*Text provided*
──────────
LOAD TABLE statement

Description

Imports data into a database table from an external ASCII-format file.

Syntax

LOAD [ INTO ] TABLE [ owner ].table-name
... ( load-specification [, ...] )
... FROM { 'filename-string' | filename-variable } [, ...]
... [ CHECK CONSTRAINTS { ON | OFF } ]
... [ DEFAULTS { ON | OFF } ]
... QUOTES OFF
... ESCAPES OFF
... [ FORMAT { 'ascii' | 'binary' } ]
... [ DELIMITED BY 'string' ]
... [ STRIP { ON | OFF } ]
... [ WITH CHECKPOINT { ON | OFF } ]
... [ { BLOCK FACTOR number | BLOCK SIZE number } ]
... [ BYTE ORDER { NATIVE | HIGH | LOW } ]
... [ LIMIT number-of-rows ]
... [ NOTIFY number-of-rows ]
... [ ON FILE ERROR { ROLLBACK | FINISH | CONTINUE} ]
... [ PREVIEW { ON | OFF } ]
... [ ROW DELIMITED BY 'delimiter-string' ]
... [ SKIP number-of-rows ]
... [ WORD SKIP  number ]
... [ START ROW ID number ]
... [ UNLOAD FORMAT ]
... [ IGNORE CONSTRAINT constrainttype [, ...] ]
... [ MESSAGE LOGstringROW LOGstring’ [ ONLY LOG logwhat [, ...] ]
... [ LOG DELIMITED BYstring’ ]

Parameters

load-specification:

{ column-name [ column-spec ] | FILLER ( filler-type ) }

column-spec:

{ ASCII ( input-width ) | BINARY [ WITH NULL BYTE ] | PREFIX { 1 | 2 | 4 } | 'delimiter-string' | DATE ( input-date-format ) | DATETIME ( input-datetime-format ) } [ NULL ( { BLANKS | ZEROS | 'literal', ... } ) ]

filler-type:

{ input-width | PREFIX { 1 | 2 | 4 } | 'delimiter-string' }

constrainttype:

{ CHECK integer | UNIQUE integer | NULL integer | FOREIGN KEY integer | DATA VALUE integer | ALL integer }

logwhat:

{ CHECK | ALL | NULL | UNIQUE | DATA VALUE | FOREIGN KEY | WORD }

Examples

Example 1

LOAD TABLE product
( id   ASCII(6),
FILLER(1),
name   ASCII(15),
FILLER(1),
description   '\x09',
size   ASCII(2),
FILLER(1),
color   '\x09',
quantity   PREFIX 2,
unit_price   PREFIX 2,
FILLER(2) )
──────────
*Supplied data*

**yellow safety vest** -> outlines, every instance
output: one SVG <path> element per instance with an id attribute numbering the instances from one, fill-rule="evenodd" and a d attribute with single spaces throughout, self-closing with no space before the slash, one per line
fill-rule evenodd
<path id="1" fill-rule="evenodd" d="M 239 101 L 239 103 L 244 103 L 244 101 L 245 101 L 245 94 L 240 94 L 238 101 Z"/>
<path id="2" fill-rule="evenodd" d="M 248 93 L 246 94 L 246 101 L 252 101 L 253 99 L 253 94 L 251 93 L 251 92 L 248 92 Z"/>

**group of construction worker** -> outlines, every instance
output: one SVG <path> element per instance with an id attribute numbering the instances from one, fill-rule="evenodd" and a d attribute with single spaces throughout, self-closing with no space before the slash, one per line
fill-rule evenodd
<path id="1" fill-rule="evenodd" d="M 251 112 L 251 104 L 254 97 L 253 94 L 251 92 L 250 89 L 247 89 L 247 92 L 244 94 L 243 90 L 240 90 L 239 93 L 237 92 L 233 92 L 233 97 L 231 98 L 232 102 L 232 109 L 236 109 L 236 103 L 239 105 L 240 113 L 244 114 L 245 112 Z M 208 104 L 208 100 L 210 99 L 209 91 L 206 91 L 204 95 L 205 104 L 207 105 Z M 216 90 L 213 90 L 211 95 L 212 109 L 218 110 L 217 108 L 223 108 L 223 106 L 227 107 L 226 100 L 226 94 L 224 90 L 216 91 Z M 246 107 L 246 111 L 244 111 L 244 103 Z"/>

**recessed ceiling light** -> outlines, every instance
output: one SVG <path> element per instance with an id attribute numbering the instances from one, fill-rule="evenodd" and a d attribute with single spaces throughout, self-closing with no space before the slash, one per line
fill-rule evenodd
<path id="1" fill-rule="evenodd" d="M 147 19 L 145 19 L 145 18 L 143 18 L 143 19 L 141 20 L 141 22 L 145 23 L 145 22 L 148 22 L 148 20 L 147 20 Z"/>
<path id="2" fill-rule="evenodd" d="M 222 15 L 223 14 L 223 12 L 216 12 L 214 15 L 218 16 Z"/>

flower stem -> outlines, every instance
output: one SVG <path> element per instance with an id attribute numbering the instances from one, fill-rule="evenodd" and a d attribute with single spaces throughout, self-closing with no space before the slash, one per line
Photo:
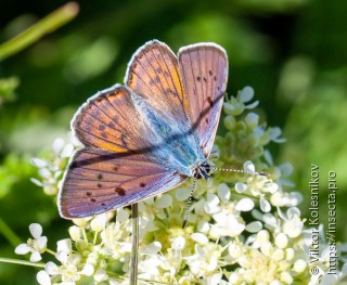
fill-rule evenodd
<path id="1" fill-rule="evenodd" d="M 76 2 L 68 2 L 24 30 L 18 36 L 0 44 L 0 60 L 17 53 L 42 38 L 46 34 L 60 28 L 73 20 L 77 15 L 78 10 L 79 8 Z"/>
<path id="2" fill-rule="evenodd" d="M 21 238 L 11 230 L 11 228 L 0 218 L 0 233 L 13 245 L 21 244 Z"/>
<path id="3" fill-rule="evenodd" d="M 131 205 L 132 211 L 132 246 L 130 259 L 130 285 L 138 284 L 138 251 L 139 251 L 139 205 Z"/>
<path id="4" fill-rule="evenodd" d="M 46 265 L 44 263 L 36 263 L 36 262 L 27 261 L 27 260 L 3 258 L 3 257 L 0 257 L 0 262 L 14 263 L 14 264 L 21 264 L 21 265 L 28 265 L 28 267 L 36 267 L 36 268 L 44 268 L 44 265 Z"/>

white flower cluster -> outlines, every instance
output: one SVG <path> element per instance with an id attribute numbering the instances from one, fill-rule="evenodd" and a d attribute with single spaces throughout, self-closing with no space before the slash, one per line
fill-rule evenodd
<path id="1" fill-rule="evenodd" d="M 311 244 L 297 207 L 303 197 L 298 192 L 284 190 L 293 186 L 287 179 L 293 169 L 288 164 L 274 166 L 265 150 L 270 141 L 283 142 L 281 130 L 258 126 L 254 113 L 243 119 L 237 117 L 257 105 L 257 102 L 246 105 L 253 94 L 253 89 L 247 87 L 226 103 L 224 125 L 229 131 L 216 140 L 219 161 L 223 166 L 240 165 L 242 157 L 249 157 L 253 163 L 246 161 L 245 170 L 255 172 L 259 168 L 270 176 L 216 171 L 211 180 L 198 181 L 184 229 L 181 225 L 191 181 L 139 203 L 139 284 L 314 285 L 322 282 L 325 285 L 338 284 L 346 276 L 347 262 L 343 260 L 345 265 L 331 282 L 332 277 L 325 274 L 326 252 L 322 252 L 319 261 L 320 275 L 310 275 Z M 51 189 L 56 194 L 56 178 L 61 174 L 56 161 L 67 156 L 64 150 L 68 148 L 66 152 L 70 154 L 73 148 L 64 146 L 62 141 L 54 145 L 59 145 L 53 146 L 57 160 L 33 160 L 42 177 L 42 181 L 35 182 L 48 194 L 53 193 Z M 41 285 L 128 284 L 129 216 L 129 209 L 123 208 L 116 215 L 74 220 L 69 237 L 57 242 L 55 251 L 47 249 L 42 229 L 31 224 L 34 239 L 29 238 L 15 251 L 31 252 L 33 262 L 39 261 L 43 252 L 55 256 L 56 261 L 47 262 L 37 274 Z"/>

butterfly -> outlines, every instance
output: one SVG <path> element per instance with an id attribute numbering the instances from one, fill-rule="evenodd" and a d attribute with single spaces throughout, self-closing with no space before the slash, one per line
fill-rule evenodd
<path id="1" fill-rule="evenodd" d="M 142 46 L 125 85 L 91 96 L 72 130 L 83 147 L 64 173 L 63 218 L 117 209 L 166 192 L 190 177 L 209 176 L 210 155 L 228 78 L 228 57 L 216 43 Z"/>

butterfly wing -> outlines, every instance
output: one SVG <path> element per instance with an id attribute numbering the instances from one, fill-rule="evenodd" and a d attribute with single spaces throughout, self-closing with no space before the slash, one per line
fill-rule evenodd
<path id="1" fill-rule="evenodd" d="M 208 157 L 227 88 L 227 53 L 218 44 L 197 43 L 181 48 L 178 62 L 190 118 L 200 146 Z"/>
<path id="2" fill-rule="evenodd" d="M 150 154 L 77 151 L 63 179 L 61 216 L 82 218 L 165 192 L 187 177 L 165 168 Z"/>
<path id="3" fill-rule="evenodd" d="M 125 83 L 168 121 L 191 127 L 178 61 L 165 43 L 153 40 L 132 56 Z"/>

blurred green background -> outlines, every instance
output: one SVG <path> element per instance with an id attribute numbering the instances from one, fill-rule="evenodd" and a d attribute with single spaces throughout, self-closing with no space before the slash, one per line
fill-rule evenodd
<path id="1" fill-rule="evenodd" d="M 4 42 L 65 1 L 2 1 Z M 123 82 L 132 53 L 151 39 L 180 47 L 215 41 L 230 60 L 229 94 L 252 86 L 257 112 L 280 126 L 287 142 L 272 145 L 275 164 L 290 161 L 309 211 L 310 166 L 320 168 L 320 222 L 327 222 L 327 172 L 337 173 L 337 238 L 347 200 L 347 1 L 131 0 L 80 1 L 78 16 L 35 44 L 0 62 L 0 218 L 23 241 L 40 222 L 49 245 L 66 235 L 68 222 L 52 198 L 29 181 L 31 156 L 66 138 L 76 108 L 87 98 Z M 12 92 L 12 89 L 18 87 Z M 247 157 L 245 157 L 245 160 Z M 1 224 L 0 224 L 1 225 Z M 0 228 L 3 229 L 4 225 Z M 0 257 L 17 258 L 0 233 Z M 35 284 L 36 270 L 0 263 L 0 284 Z"/>

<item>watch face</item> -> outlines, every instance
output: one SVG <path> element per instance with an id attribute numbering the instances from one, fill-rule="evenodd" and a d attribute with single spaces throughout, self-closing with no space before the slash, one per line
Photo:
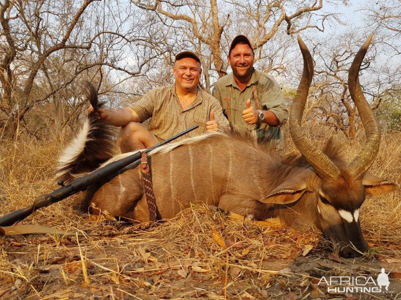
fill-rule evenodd
<path id="1" fill-rule="evenodd" d="M 261 120 L 265 120 L 265 114 L 260 110 L 259 110 L 259 119 Z"/>

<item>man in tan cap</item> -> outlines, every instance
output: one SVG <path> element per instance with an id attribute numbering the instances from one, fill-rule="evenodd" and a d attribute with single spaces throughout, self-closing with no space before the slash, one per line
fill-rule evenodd
<path id="1" fill-rule="evenodd" d="M 150 147 L 195 125 L 199 127 L 177 140 L 216 130 L 219 126 L 229 127 L 219 102 L 198 86 L 202 74 L 197 56 L 181 52 L 175 56 L 174 84 L 151 90 L 130 108 L 99 109 L 99 118 L 121 127 L 118 136 L 121 152 Z M 140 123 L 150 118 L 147 130 Z"/>
<path id="2" fill-rule="evenodd" d="M 217 80 L 213 96 L 231 126 L 255 130 L 272 148 L 281 148 L 281 130 L 288 110 L 281 88 L 273 78 L 253 67 L 255 54 L 245 36 L 231 42 L 227 60 L 233 72 Z"/>

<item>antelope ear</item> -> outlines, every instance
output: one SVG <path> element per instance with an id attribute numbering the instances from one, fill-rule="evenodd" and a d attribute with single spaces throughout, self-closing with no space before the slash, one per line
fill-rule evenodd
<path id="1" fill-rule="evenodd" d="M 362 184 L 365 186 L 366 198 L 378 197 L 398 189 L 395 184 L 371 174 L 365 174 Z"/>
<path id="2" fill-rule="evenodd" d="M 264 203 L 289 204 L 295 202 L 307 192 L 308 180 L 316 174 L 310 169 L 307 169 L 296 176 L 287 180 L 275 188 L 269 195 L 259 200 Z"/>

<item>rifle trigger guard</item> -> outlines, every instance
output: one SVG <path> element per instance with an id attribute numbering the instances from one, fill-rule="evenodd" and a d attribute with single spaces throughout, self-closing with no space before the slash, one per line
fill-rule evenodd
<path id="1" fill-rule="evenodd" d="M 149 164 L 147 161 L 147 154 L 144 151 L 141 152 L 141 170 L 142 173 L 149 172 Z"/>

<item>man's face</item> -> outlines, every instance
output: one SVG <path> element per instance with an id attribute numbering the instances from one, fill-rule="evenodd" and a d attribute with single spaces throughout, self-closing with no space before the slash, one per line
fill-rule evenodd
<path id="1" fill-rule="evenodd" d="M 246 78 L 252 72 L 254 54 L 248 44 L 239 44 L 227 56 L 234 76 L 239 78 Z"/>
<path id="2" fill-rule="evenodd" d="M 175 62 L 173 68 L 175 84 L 181 88 L 191 90 L 196 88 L 202 74 L 200 64 L 191 58 L 184 58 Z"/>

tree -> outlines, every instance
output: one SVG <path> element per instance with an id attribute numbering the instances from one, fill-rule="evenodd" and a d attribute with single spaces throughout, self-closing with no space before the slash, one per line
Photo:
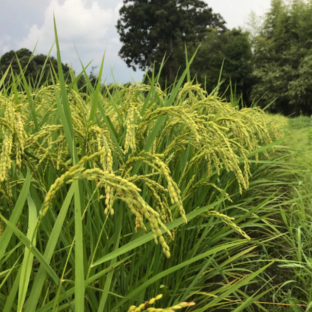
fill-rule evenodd
<path id="1" fill-rule="evenodd" d="M 34 86 L 38 85 L 39 77 L 42 69 L 42 77 L 40 82 L 40 85 L 44 83 L 48 84 L 52 83 L 50 71 L 51 66 L 52 64 L 52 66 L 56 72 L 58 73 L 58 61 L 57 59 L 53 57 L 49 57 L 49 59 L 44 67 L 47 56 L 43 54 L 39 54 L 33 56 L 32 58 L 32 52 L 27 49 L 25 48 L 20 49 L 17 51 L 11 50 L 3 54 L 0 59 L 0 75 L 3 75 L 10 66 L 10 64 L 11 64 L 15 74 L 19 75 L 20 73 L 16 58 L 17 56 L 23 69 L 25 69 L 27 66 L 27 68 L 24 71 L 24 74 L 26 78 L 29 79 L 30 83 Z M 70 69 L 68 65 L 62 64 L 62 68 L 65 77 L 68 80 L 70 80 Z M 9 75 L 8 75 L 6 81 L 7 82 L 9 79 Z M 82 80 L 80 82 L 82 83 Z"/>
<path id="2" fill-rule="evenodd" d="M 119 13 L 119 55 L 135 70 L 146 70 L 155 62 L 157 71 L 166 54 L 163 77 L 169 83 L 185 63 L 185 43 L 198 44 L 207 27 L 226 30 L 222 17 L 200 0 L 124 0 Z"/>
<path id="3" fill-rule="evenodd" d="M 191 70 L 199 82 L 206 82 L 207 91 L 216 86 L 223 64 L 221 78 L 224 82 L 220 91 L 227 88 L 231 79 L 237 94 L 243 94 L 248 100 L 252 69 L 249 36 L 248 33 L 235 28 L 222 33 L 207 32 Z"/>
<path id="4" fill-rule="evenodd" d="M 312 2 L 273 0 L 256 40 L 252 95 L 272 111 L 312 113 Z"/>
──────────
*Actions to take*
(1) List every column name that Example 1 of the LOAD TABLE reference loads data into.
(2) Write out the LOAD TABLE reference word for word, from "Imports data into" up to and including "load-specification [, ...] )".
The records aren't needed for any of this.

*Responses by task*
(1) id, name, description, size, color, quantity, unit_price

(2)
Imports data into a database table from an external ASCII-format file.

Syntax

LOAD [ INTO ] TABLE [ owner ].table-name
... ( load-specification [, ...] )